── SUPPLIED DATA ──
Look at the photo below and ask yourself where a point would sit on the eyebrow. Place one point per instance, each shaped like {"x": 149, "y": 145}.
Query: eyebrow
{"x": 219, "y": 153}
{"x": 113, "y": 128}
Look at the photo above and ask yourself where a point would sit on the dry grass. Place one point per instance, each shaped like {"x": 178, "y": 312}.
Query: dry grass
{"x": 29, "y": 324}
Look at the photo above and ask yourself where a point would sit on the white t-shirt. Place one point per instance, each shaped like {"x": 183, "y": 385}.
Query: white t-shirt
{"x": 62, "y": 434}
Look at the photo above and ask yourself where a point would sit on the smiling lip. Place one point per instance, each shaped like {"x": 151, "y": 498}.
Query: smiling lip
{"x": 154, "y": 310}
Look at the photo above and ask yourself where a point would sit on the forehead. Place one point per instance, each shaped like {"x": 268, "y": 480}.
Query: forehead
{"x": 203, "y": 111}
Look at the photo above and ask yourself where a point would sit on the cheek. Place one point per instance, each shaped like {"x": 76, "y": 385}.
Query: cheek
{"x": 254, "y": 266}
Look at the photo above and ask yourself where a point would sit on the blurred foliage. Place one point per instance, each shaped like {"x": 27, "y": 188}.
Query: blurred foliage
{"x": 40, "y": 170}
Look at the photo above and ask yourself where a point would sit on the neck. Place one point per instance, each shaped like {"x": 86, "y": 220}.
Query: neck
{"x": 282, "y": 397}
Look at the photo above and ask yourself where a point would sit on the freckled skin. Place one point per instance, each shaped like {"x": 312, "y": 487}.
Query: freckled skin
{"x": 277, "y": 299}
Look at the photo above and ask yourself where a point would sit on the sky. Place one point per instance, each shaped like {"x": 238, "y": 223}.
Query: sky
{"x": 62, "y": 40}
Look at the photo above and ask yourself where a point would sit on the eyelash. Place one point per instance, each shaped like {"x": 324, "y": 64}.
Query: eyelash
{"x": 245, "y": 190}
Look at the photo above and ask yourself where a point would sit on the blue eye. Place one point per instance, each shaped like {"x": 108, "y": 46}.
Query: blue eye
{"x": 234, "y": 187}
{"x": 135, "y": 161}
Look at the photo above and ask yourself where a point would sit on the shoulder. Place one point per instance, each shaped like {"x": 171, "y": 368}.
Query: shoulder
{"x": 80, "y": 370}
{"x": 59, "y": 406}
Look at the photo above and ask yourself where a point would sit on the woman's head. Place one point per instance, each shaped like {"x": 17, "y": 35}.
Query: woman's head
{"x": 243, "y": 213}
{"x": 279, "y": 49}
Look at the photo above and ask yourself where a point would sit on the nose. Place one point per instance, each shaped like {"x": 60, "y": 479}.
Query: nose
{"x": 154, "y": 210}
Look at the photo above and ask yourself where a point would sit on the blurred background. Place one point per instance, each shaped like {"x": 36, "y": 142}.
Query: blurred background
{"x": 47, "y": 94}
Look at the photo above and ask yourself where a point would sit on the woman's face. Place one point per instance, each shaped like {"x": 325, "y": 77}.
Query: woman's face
───
| OBJECTIVE |
Convert every line of the data above into a Markdown table with two columns, Line No. and Text. Give each line its own row and omit blank lines.

| OUTPUT FOR THIS EXERCISE |
| Line No. | Text |
|---|---|
| 1 | Look at the photo below and ask yourself where a point would sit on the eyebrow. Place one point per instance, each shaped like {"x": 149, "y": 145}. |
| 2 | Query: eyebrow |
| 3 | {"x": 219, "y": 153} |
| 4 | {"x": 113, "y": 128} |
| 5 | Look at the photo above and ask yourself where a point would sit on the dry grass. Place one point per instance, each shaped like {"x": 178, "y": 312}. |
| 6 | Query: dry grass |
| 7 | {"x": 29, "y": 324} |
| 8 | Look at the photo above and ask yourself where a point would sit on the white t-shirt. Place one point per instance, each shaped like {"x": 183, "y": 385}. |
| 9 | Query: white t-shirt |
| 10 | {"x": 62, "y": 434} |
| 11 | Look at the photo above and ask yourself where a point would sit on the smiling lip. Place one point per instance, each shaped like {"x": 151, "y": 498}. |
| 12 | Query: smiling lip |
| 13 | {"x": 154, "y": 310} |
| 14 | Look at the photo above and ask yourself where a point would sit on the forehead. Place one point per instance, each shaped like {"x": 268, "y": 480}. |
| 15 | Query: forehead |
| 16 | {"x": 203, "y": 111} |
| 17 | Look at the photo above and ask yourself where a point would sit on the cheek. Place one point per instance, each shaped like {"x": 76, "y": 385}. |
| 18 | Query: cheek |
| 19 | {"x": 254, "y": 266} |
| 20 | Look at the photo above and ask yourself where a point would sit on the blurred foliage. Place one point per instance, each shaped like {"x": 27, "y": 188}. |
| 21 | Query: blurred foliage |
| 22 | {"x": 40, "y": 170} |
| 23 | Look at the photo above and ask yourself where a point would sit on the neck. Place one point per instance, each shaped like {"x": 86, "y": 220}. |
| 24 | Query: neck |
| 25 | {"x": 282, "y": 397} |
| 26 | Look at the photo above and ask yourself where a point would sit on the freckled skin. Place one point per instance, each shaped like {"x": 312, "y": 487}. |
| 27 | Query: freckled skin |
| 28 | {"x": 277, "y": 299} |
| 29 | Look at the photo above and ask yourself where a point would sit on the sky. Place one point per instance, each shaped like {"x": 238, "y": 223}. |
| 30 | Query: sky |
| 31 | {"x": 62, "y": 40} |
| 32 | Look at the photo above and ask yourself where a point would sit on the eyelash. Place one point per instance, each shaped like {"x": 324, "y": 64}. |
| 33 | Query: eyelash |
| 34 | {"x": 245, "y": 190} |
| 35 | Look at the photo above and ask yourself where a point would sit on the blue eye. Place one point per instance, each shaped like {"x": 108, "y": 46}. |
| 36 | Query: blue eye |
| 37 | {"x": 234, "y": 187} |
| 38 | {"x": 135, "y": 161} |
| 39 | Look at the photo above and ask yourself where a point would sit on the shoulder. Place one point per instance, each shaped like {"x": 171, "y": 368}. |
| 40 | Query: shoulder |
| 41 | {"x": 80, "y": 370} |
| 42 | {"x": 59, "y": 406} |
| 43 | Look at the photo above and ask yourself where a point would sit on the woman's head. Place one point per instance, each shaped like {"x": 17, "y": 35}. |
| 44 | Query: woman's head |
| 45 | {"x": 243, "y": 213} |
| 46 | {"x": 279, "y": 49} |
| 47 | Look at the photo above and ask yourself where a point would sit on the nose. Place one point per instance, each shaped like {"x": 60, "y": 479}. |
| 48 | Query: nose |
| 49 | {"x": 154, "y": 210} |
| 50 | Look at the photo above and ask yourself where a point would sit on the blurred background. Place one point per instance, each shaped like {"x": 36, "y": 142}. |
| 51 | Query: blurred background |
| 52 | {"x": 47, "y": 94} |
| 53 | Look at the photo above and ask yourself where a point would sit on the woman's face. Place one point per instance, each shaped like {"x": 325, "y": 77}. |
| 54 | Query: woman's face |